Фрагмент текста ▸
Более грозное оружие – по сути, летательный аппарат – иголка, привязанная к спичке, снабженной бумажными стабилизаторами. Лучше просто кидать в цель – кто метче.
Еще мы «взрывали болты». Гайка прикручивалась наполовину к концу болта, в образовавшуюся чашечку состругивалось спичечная сера, приворачивался другой болт – с тем чтобы сера между болтами была спрессована, а потом вся эта конструкция со всего размаха бросалась в кирпичную стену – раздавался громкий выстрел, и болты пулями разлетались. Удивительно, но гайка всегда оставалась на одном из болтов, более того – резьба почему-то не повреждалась, так что те же болты и ту же гайку можно было взрывать повторно. Понятно, что на такое были способны только наши советские высокопрочные болты, из углеродистой стали, воспетые еще по-своему Бродским («Даже стулья плетеные держатся здесь на болтах и на гайках…»). Нынешние, всякие там китайские, для таких дворовых потех не годятся.
Еще мы приносили в школу высоковольтные конденсаторы (радиодеталей тогда было пруд пруди), заряжали на переменах от сети и били друг друга током (кто первый).
Выкручивали вешалки-крючки в раздевалках и с помощью напильника добывали магниевые опилки (на советские вешалки шел, знаете ль, магний, – что там стулья на болтах и на гайках!..), но лично у меня до «бомбочек» дело не доходило, – так, простые фейерверки (описанные, кстати, в журнале «Наука и жизнь»). К химии я как-то охладел быстро.
А то еще можно (класс пятый) сложить из двойного тетрадного листа на японский манер кубик (чтобы он обрел объем, надо подуть в один из углов), попроситься за пять минут до звонка выйти, набрать бумажный кубик водой, выбежать в коридор и смело метнуть в десятиклассников (лучше – в десятиклассниц), выходящих из класса. Менее героический вариант: кубик с водой сбрасывался в пролет лестницы с тем расчетом, чтобы он падал, отскакивая от перил к перилам.
Разумеется, десятиклассники «учили» пятиклассников. Тут, надо заметить, в целом действовала отрицательная обратная связь, придававшая всей школьной системе определенную устойчивость.
В какие-то годы у меня была тройка по поведению. Хотя я был, как посмотреть, ученик почти что примерный. Да, мой дневник кишел замечаниями, но раз в год, 8 Марта, классный руководитель Степан Степанович писал в дневник приветствие моей маме: «Благодарю за хорошее воспитание сына».

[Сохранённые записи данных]
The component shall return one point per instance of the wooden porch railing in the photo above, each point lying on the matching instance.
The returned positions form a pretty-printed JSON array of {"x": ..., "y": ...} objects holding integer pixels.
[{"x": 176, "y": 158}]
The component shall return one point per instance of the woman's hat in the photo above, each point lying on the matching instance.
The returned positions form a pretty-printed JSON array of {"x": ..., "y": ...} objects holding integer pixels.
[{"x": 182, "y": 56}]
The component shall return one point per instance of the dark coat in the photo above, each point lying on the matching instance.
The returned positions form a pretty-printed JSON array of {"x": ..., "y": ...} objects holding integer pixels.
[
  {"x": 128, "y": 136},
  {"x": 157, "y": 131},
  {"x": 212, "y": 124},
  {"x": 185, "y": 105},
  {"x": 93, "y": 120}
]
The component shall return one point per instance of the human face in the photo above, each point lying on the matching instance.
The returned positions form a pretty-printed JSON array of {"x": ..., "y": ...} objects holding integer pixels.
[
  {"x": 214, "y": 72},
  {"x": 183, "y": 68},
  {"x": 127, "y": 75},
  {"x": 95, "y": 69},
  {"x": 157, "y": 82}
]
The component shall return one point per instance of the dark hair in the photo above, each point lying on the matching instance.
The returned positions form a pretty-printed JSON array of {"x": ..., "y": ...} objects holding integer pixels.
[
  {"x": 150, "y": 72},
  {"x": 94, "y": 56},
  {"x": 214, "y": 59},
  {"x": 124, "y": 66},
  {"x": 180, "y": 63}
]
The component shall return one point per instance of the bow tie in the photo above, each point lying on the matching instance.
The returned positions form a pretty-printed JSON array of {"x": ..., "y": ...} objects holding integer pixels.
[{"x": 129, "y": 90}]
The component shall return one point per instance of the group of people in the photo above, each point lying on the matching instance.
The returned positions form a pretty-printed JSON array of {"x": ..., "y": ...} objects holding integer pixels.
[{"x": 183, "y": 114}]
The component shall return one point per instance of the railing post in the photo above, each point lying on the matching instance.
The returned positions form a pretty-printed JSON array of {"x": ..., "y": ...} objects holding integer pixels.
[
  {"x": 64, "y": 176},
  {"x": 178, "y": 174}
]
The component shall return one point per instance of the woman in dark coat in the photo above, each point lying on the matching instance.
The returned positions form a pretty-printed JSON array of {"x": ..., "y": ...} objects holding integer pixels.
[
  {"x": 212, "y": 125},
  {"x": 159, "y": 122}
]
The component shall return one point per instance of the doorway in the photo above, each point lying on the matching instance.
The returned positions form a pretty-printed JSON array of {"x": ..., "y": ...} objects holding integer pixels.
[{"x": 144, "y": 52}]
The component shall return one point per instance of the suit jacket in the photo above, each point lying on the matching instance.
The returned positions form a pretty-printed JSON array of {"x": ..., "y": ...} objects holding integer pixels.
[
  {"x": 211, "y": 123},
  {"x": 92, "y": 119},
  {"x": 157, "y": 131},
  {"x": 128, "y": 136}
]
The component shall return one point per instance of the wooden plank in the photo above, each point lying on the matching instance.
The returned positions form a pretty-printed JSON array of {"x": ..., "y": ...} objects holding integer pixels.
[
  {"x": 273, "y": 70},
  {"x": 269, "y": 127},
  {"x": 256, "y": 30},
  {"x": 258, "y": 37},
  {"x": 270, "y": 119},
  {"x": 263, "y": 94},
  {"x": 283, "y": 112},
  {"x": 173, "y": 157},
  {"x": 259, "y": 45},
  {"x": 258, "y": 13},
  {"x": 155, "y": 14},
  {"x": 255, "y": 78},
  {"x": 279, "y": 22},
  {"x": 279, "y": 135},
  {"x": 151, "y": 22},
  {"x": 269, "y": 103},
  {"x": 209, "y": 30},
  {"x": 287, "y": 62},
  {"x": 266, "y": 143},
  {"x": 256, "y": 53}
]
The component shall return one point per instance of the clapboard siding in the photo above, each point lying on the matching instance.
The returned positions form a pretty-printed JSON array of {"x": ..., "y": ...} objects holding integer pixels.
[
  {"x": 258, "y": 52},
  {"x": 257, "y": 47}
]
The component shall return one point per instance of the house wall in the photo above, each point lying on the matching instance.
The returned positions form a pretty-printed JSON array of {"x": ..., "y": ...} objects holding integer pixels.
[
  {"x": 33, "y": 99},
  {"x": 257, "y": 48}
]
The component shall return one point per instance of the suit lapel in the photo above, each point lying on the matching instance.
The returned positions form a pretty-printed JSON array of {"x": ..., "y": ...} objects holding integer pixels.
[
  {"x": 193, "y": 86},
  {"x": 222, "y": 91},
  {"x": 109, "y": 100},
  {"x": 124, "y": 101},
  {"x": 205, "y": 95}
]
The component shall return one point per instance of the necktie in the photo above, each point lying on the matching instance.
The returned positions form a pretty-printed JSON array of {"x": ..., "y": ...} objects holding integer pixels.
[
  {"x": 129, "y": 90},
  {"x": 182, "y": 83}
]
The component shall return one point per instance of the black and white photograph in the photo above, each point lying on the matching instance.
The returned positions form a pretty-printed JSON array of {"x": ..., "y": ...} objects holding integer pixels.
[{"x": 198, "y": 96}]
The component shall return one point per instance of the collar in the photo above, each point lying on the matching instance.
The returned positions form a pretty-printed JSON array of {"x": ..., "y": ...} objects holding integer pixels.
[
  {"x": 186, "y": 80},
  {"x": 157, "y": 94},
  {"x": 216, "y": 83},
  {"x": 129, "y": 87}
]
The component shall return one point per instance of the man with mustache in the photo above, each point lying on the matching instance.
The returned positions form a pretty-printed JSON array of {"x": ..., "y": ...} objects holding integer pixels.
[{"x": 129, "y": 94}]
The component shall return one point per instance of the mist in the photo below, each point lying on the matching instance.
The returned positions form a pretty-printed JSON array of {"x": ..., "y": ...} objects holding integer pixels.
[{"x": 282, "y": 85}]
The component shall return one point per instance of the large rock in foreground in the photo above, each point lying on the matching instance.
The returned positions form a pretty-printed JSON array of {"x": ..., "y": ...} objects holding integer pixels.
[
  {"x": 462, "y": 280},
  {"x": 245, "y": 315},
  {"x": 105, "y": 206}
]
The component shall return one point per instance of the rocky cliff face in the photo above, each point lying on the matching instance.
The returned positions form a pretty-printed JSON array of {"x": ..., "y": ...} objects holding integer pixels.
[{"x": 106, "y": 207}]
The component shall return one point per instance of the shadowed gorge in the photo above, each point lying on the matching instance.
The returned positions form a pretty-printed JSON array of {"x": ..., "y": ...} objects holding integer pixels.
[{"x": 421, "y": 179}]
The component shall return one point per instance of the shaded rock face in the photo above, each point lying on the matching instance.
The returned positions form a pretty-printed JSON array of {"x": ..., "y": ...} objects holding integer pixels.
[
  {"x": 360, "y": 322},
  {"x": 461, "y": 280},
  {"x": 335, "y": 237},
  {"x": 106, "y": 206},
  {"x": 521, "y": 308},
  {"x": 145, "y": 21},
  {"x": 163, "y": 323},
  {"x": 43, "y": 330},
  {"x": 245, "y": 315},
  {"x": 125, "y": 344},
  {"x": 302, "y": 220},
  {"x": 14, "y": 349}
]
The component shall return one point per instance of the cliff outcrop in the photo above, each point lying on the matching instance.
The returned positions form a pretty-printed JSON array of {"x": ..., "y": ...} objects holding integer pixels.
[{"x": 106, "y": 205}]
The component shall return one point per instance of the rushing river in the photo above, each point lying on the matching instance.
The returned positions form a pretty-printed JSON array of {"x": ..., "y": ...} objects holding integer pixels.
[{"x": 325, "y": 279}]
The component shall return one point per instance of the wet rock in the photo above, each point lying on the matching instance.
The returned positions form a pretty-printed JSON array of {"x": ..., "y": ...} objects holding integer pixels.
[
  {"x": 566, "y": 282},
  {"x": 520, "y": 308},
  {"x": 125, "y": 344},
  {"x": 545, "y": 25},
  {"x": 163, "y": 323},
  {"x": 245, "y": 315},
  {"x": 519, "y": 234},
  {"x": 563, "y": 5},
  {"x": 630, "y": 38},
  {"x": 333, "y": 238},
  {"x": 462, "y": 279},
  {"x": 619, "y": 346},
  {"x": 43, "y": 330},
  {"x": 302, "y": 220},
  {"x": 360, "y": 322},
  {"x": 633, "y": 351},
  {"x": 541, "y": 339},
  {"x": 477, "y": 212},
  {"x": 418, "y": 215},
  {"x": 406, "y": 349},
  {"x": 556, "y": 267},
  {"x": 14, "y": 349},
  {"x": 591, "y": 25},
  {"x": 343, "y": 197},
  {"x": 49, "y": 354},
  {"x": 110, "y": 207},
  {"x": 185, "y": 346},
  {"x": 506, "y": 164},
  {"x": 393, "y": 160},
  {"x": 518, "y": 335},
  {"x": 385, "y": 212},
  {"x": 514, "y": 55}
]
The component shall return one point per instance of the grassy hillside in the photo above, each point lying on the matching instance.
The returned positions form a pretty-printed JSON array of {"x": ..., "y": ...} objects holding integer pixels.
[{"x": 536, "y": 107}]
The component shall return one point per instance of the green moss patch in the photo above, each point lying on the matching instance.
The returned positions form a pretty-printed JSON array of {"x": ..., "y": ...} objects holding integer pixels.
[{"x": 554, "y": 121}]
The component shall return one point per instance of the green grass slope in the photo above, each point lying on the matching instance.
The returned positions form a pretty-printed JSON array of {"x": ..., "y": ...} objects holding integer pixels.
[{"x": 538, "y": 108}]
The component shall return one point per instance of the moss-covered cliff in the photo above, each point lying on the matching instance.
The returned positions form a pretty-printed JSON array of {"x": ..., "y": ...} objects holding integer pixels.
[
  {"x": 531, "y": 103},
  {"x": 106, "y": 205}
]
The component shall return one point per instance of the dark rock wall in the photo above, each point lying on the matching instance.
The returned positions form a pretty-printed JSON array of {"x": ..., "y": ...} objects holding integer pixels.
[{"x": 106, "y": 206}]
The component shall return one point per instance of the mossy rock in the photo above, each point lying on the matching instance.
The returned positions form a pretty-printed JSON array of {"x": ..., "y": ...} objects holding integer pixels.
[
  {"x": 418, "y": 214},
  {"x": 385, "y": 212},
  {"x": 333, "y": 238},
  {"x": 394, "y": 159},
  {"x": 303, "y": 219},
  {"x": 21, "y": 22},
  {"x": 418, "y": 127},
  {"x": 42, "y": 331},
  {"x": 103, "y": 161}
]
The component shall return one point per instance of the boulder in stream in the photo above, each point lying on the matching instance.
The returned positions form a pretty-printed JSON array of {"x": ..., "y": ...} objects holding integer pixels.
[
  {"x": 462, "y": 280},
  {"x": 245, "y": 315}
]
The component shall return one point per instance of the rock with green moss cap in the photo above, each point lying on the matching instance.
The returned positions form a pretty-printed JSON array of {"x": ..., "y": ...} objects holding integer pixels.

Задания ▸
1. Кратко перескажите абзац воспоминаний о школьных проделках, начинающийся словами «Еще мы „взрывали болты“», и сохраните его главные факты.
2. Продолжите воспоминания о школьных проделках, начав сразу после их последней фразы.

Ответы ▸
1. Гайку наполовину накручивали на конец болта. В получившуюся чашечку соскабливали спичечную серу и вворачивали второй болт, чтобы спрессовать ее. Эту конструкцию с размаху бросали в кирпичную стену. Раздавался громкий выстрел, и болты разлетались, как пули. Гайка всегда оставалась на одном из болтов, а резьба не повреждалась, поэтому их можно было взрывать повторно. Для этого годились только советские высокопрочные болты из углеродистой стали, воспетые Бродским. Нынешние китайские для таких потех не подходят.

2.
Наказан я был только однажды – отцом, причем по самому невинному поводу. (Я, скажу самокритично, заслуживал большего, но за другое, – самому непонятно, как мне удалось избежать воистину заслуженных кар.)
В ту четверть наш 5 «А» поразила эпидемия стрельбы комочками промокашек. Мне написали в дневник: «Плевался на уроке рисования». Неправда. Я не плевался, а пфукал – с помощью бумажных трубочек; есть разница. Мы все пфукали. Я попытался это объяснить отцу, памятуя о том, что он сам (по рассказам) был в свои годы трудновоспитуемым подростком, но отец увидел, что на моем столе оба канцелярских стакана (для карандашей) наполнены до краев катышками из промокашек. Это был мой арсенал. Мне бы хватило его на неделю. Я убил немало времени на производство снарядов, жертвуя законными развлечениями. Отец спросил: «Что это?» И не услышав ответа, впал в гнев. Наказал он меня в своем стиле: ему бросился в глаза на моем столе «Всадник без головы», и он немедленно объявил двухнедельный запрет на чтение этой книги. Для пущего педагогического эффекта он поставил «Всадника без головы» на тумбочку за зеркало, прислоненное к стене в бабушкиной комнате. Так он там и остался стоять – и спустя две недели, и спустя два года. Как-то я сразу остыл к роману Майн Рида.
«Всадник без головы» – одна из книг, оставшихся мною недочитанными.
Помню макулатурный бум.
Наверное, был я тогда в классе пятом.
В тот год это стало для нас разновидностью спорта, и надо признать, директору школы не стоило труда воспламенить в нас спортивный азарт. Соревновались «бригантинами», и мы, пятиклассники, злились на старший не помню какой уже класс, доставшийся к нам в «бригантину» довеском: те даже не думали напрягаться. А мы отдувались за них.